* _Exercise instructions_:
1. Please rewrite the paragraph of the trial abstract below that begins "32 children aged 6 to 10 years old" as a short bulleted list that keeps its main facts.
2. Decide whether each statement agrees with the trial abstract below. Answer yes or no for each, and quote the deciding words from the abstract.
(a) The planned full trial will last 3 months.
(b) Earlier interventions have given fresh fruit to asthmatic children.
(c) Fruit intake compliance was measured only with sticker charts.
3. According to the trial abstract below, what were the urinary metabolomic analyses carried out to do?

Volume 4 Supplement 1
O06 - The Chelsea, asthma and fresh fruit intake in children (CHAFFINCH) trial – pilot study
© Garcia-Larsen et al; licensee BioMed Central Ltd. 2014
Published: 28 February 2014
Observational evidence suggests that intake of fruits, and of dietary antioxidants would be protective against symptoms and severity of asthma in children. Intervention studies with single or combined antioxidant supplements have so far been disappointing. To date, there have been no interventions using fresh fruit on asthmatic children. We plan to carry out a 3 month randomised controlled trial (RCT) in 360 children, to establish whether increasing fruit intake could be useful in the management of childhood asthma.
Objective of the Pilot
To assess recruitment strategy, follow-up, tolerance to respiratory and biomarker tests, and fruit intake compliance (FIC).
32 children aged 6 to 10 years old with mild to severe asthma were recruited and randomly allocated to one of the following fruit groups daily, for a month, in addition to their usual diet: 1) an apple, 2) a banana, 3) an apple and a banana, 4) control. Quality of life, lung function, and inflammation were measured with the Juniper Asthma Quality of Life Questionnaire (JAQoLQ), pre- and post- bronchodilator spirometry, and exhaled nitric oxide (eNO), respectively, at baseline and at follow-up. FIC was measured through a dietary questionnaire (DQ) and sticker charts. Urinary metabolomic analyses (UMA) were carried out to identify specific metabolites of fruit intake.

* _Data for analysis_:
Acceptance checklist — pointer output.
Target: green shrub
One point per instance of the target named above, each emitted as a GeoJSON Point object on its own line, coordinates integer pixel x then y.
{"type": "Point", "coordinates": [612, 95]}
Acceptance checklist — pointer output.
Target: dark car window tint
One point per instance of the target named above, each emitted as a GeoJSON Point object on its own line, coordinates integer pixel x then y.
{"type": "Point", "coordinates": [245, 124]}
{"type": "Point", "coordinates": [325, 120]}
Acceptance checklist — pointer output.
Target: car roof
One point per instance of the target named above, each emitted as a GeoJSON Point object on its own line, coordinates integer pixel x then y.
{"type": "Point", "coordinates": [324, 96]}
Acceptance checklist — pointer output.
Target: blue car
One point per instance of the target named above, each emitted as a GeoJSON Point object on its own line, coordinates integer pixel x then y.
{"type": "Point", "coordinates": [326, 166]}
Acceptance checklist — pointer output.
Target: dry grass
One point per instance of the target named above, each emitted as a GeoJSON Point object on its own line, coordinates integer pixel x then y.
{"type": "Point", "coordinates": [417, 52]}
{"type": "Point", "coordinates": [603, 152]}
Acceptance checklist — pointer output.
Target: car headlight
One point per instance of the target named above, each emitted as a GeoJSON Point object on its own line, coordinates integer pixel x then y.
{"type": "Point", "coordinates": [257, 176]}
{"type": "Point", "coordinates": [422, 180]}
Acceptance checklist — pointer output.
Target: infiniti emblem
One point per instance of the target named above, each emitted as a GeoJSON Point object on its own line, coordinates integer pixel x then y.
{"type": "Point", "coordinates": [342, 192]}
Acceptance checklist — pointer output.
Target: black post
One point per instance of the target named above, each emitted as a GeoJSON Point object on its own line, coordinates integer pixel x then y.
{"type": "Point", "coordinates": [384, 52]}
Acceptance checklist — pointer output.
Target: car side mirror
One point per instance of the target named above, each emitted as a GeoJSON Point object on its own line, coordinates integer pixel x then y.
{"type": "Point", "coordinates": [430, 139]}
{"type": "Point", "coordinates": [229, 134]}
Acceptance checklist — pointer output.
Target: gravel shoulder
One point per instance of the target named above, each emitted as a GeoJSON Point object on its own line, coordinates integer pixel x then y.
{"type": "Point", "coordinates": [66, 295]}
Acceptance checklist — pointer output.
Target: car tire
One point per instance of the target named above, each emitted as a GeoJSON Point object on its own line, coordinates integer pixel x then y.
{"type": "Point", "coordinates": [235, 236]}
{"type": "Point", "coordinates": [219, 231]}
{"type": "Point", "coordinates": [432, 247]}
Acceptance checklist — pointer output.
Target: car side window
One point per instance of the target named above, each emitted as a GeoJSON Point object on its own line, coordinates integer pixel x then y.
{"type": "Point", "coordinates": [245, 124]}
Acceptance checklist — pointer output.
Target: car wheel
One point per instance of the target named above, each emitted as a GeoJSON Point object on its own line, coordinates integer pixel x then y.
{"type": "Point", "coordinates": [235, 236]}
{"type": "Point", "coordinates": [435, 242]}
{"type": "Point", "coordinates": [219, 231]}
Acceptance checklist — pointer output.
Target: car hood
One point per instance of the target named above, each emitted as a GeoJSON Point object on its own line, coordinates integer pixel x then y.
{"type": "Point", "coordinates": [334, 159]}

* _Written answers_:
1.
- Participants: 32 children aged 6 to 10 with mild to severe asthma, randomly assigned to a group.
- Groups (daily for a month, on top of usual diet): an apple; a banana; an apple and a banana; or control.
- Measures at baseline and follow-up:
  - quality of life by the Juniper Asthma Quality of Life Questionnaire (JAQoLQ)
  - lung function by pre- and post-bronchodilator spirometry
  - inflammation by exhaled nitric oxide (eNO)
- Fruit intake compliance: tracked with a dietary questionnaire and sticker charts.
- Urinary metabolomic analyses: used to identify specific metabolites of fruit intake.

2.
(a) Yes: "We plan to carry out a 3 month randomised controlled trial (RCT) in 360 children"
(b) No: "To date, there have been no interventions using fresh fruit on asthmatic children."
(c) No: "FIC was measured through a dietary questionnaire (DQ) and sticker charts."

3. To identify specific metabolites of fruit intake.